▸ **TEXT EXTRACT**:

Sarah-Mamie Hall (also known as Mamie C. Hall) seeks review of the final decision of the Merit Systems Protection Board (“Board”) dated October 4, 2000, which denied her petition for review and sustained the administrative judge’s dismissal of Ms. Hall’s case on the basis of a settlement agreement she entered into with the Office of Personnel Management (“Agency”). We affirm.
I
Ms. Hall had been an employee of the United States Postal Service until she was terminated on July 19, 1991. In May 1993, Ms. Hall applied for disability retirement under the Civil Service Retirement System (“CSRS”), 5 U.S.C. § 8331, 8337 (1994). After the Agency denied Ms. Hall’s application, she appealed to the Board. After protracted litigation, the Board assisted Ms. Hall in retaining an attorney to represent her in this matter on a pro bono publico basis. Ultimately, in April 2000, Ms. Hall’s attorney, on behalf of Ms. Hall, entered into a settlement agreement with the Agency. Under the terms of the agreement, Ms. Hall’s attorney obtained for Ms. Hall all of the relief that was available under the law. Specifically, OPM agreed to grant Ms. Hall’s application for disability retirement retroactive to her last day in a pay status as an employee of the Postal Service. By its plain terms, the settlement agreement stated that the parties acknowledged that they understood the terms of the agreement, and that the parties entered into the agreement voluntarily after good faith negotiations.
In an initial decision dated April 28, 2000, the Board accepted the terms of the settlement agreement, finding that it was *918lawful, voluntarily entered into, and based upon the understanding of the parties. Ms. Hall’s appeal was consequently dismissed, as the appeal was settled before the Board had reached a decision on the matter.
On May 9, 2000, Ms. Hall filed a timely petition for review with the Board, alleging that the settlement agreement was invalid. In a final decision dated October 4, 2000, the Board denied Ms. Hall’s petition for review, whereupon the initial decision became the Board’s final decision. 5 C.F.R. § 1201.113(b) (2000). Ms. Hall timely sought review of the Board’s final decision in this court. We have jurisdiction pursuant to 28 U.S.C. § 1295(a)(9) (1994).

▸ **GIVEN MATERIAL**:

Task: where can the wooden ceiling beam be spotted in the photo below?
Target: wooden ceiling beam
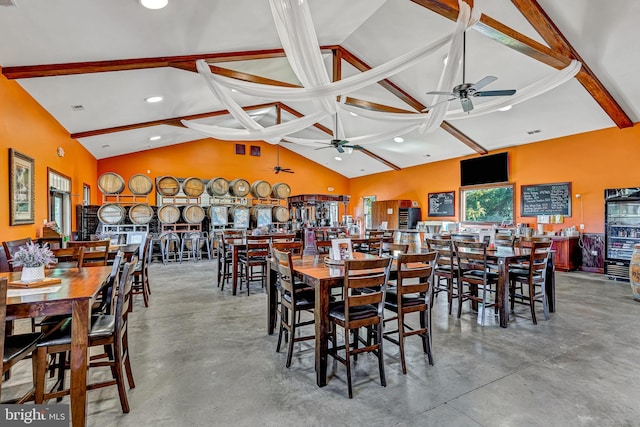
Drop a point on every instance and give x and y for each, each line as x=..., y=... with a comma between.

▸ **DIRECTIONS**:
Answer these questions using the Hall disability retirement opinion:
1. On what date was Ms. Hall terminated by the Postal Service?
2. On what date did Ms. Hall file her petition for review with the Board?
3. Under what provision does the court state it has jurisdiction?

▸ **EXERCISE RESULT**:
1. July 19, 1991
2. May 9, 2000
3. 28 U.S.C. § 1295(a)(9) (1994)